Each entry should be set down exactly as written, except for any picture it holds.
<<<<
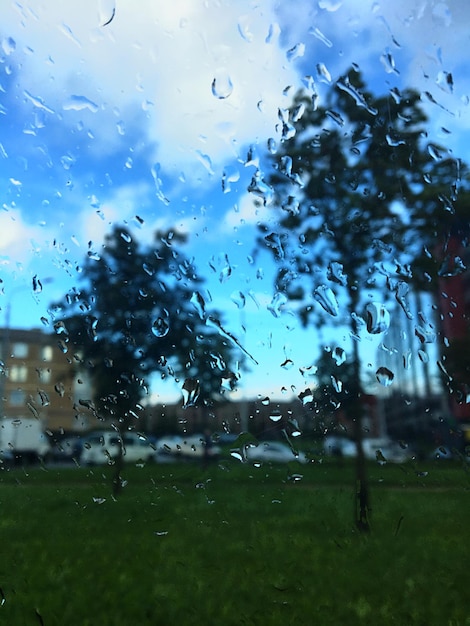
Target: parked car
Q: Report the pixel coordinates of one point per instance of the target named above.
(190, 447)
(65, 450)
(22, 440)
(336, 445)
(103, 447)
(274, 452)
>>>>
**Solution to this task:**
Target: parked car
Q: Report the pixel coordinates of one point per instance of the target named above.
(190, 447)
(65, 450)
(22, 440)
(336, 445)
(103, 447)
(274, 452)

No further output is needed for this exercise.